───── Document passage

By Emily Unglesbee
DTN Staff Reporter
As combines roll across the Great Plains, wheat growers are reporting some eye-popping yields, but the 2016 winter wheat harvest isn’t quite perfect, agronomists, farmers and elevators told DTN.
“Yields are better than anyone’s ever seen,” said Mike Schmidt, the grain and operations manager at Pride Ag Resources in Dodge City, Kansas. “But protein is all over the board.” Grain millers prefer protein levels near 12% or higher, but Schmidt is seeing a wide range of levels as low as 8%.
Even as reports of 100-plus-bushel dryland wheat trickle in from Kansas, Illinois, Ohio and even Oklahoma, some farmers may take a financial hit on their low-protein grain this year, Schmidt said.
The Oklahoma Wheat Commission estimated that 98% of the state’s wheat is harvested, and USDA pegged the Kansas wheat harvest at 58% complete as of Sunday, June 26. Both states’ paces are near or slightly above average, but persistent rainfall in the past two weeks has kept many Kansas growers out of the field and wheat quality may soon start to suffer, said Kansas State University Cropping Systems Agronomist John Holman.

──────────
───── Records provided

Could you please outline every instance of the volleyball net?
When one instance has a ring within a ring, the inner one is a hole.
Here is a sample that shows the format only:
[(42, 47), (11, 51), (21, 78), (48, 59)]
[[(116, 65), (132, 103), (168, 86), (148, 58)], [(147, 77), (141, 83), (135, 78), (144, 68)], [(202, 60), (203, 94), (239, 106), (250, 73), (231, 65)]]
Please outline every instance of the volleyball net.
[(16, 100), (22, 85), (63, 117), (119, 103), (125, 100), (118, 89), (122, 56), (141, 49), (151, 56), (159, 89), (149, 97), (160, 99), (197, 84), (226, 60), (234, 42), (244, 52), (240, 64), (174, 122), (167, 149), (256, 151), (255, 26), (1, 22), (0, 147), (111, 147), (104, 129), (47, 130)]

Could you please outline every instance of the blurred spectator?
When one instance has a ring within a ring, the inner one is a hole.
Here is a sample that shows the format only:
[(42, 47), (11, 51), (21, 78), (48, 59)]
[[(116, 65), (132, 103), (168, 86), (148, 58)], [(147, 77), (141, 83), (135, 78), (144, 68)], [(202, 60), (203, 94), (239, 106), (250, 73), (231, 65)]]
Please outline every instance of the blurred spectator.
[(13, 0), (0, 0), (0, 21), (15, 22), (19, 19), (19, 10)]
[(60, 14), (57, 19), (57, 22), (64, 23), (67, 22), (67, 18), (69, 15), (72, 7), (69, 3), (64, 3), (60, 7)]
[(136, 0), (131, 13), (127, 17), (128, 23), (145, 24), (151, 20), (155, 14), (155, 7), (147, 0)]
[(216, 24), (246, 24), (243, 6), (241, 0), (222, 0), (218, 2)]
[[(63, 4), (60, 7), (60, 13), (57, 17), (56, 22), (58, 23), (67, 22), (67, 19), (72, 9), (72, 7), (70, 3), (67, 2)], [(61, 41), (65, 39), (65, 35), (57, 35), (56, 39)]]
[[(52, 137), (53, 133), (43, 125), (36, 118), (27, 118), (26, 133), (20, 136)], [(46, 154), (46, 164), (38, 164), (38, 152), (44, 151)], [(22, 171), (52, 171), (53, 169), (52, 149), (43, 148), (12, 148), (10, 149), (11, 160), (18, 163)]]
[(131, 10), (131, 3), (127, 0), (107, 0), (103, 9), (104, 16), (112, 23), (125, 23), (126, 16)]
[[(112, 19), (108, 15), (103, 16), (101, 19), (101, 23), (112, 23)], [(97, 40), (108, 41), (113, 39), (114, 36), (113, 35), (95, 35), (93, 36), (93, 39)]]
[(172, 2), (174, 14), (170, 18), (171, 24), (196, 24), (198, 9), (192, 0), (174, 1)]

──────────

Required work: Please copy out the full wheat harvest report above word for word, from the byline to its final sentence.

Solution to this task:
By Emily Unglesbee
DTN Staff Reporter
As combines roll across the Great Plains, wheat growers are reporting some eye-popping yields, but the 2016 winter wheat harvest isn’t quite perfect, agronomists, farmers and elevators told DTN.
“Yields are better than anyone’s ever seen,” said Mike Schmidt, the grain and operations manager at Pride Ag Resources in Dodge City, Kansas. “But protein is all over the board.” Grain millers prefer protein levels near 12% or higher, but Schmidt is seeing a wide range of levels as low as 8%.
Even as reports of 100-plus-bushel dryland wheat trickle in from Kansas, Illinois, Ohio and even Oklahoma, some farmers may take a financial hit on their low-protein grain this year, Schmidt said.
The Oklahoma Wheat Commission estimated that 98% of the state’s wheat is harvested, and USDA pegged the Kansas wheat harvest at 58% complete as of Sunday, June 26. Both states’ paces are near or slightly above average, but persistent rainfall in the past two weeks has kept many Kansas growers out of the field and wheat quality may soon start to suffer, said Kansas State University Cropping Systems Agronomist John Holman.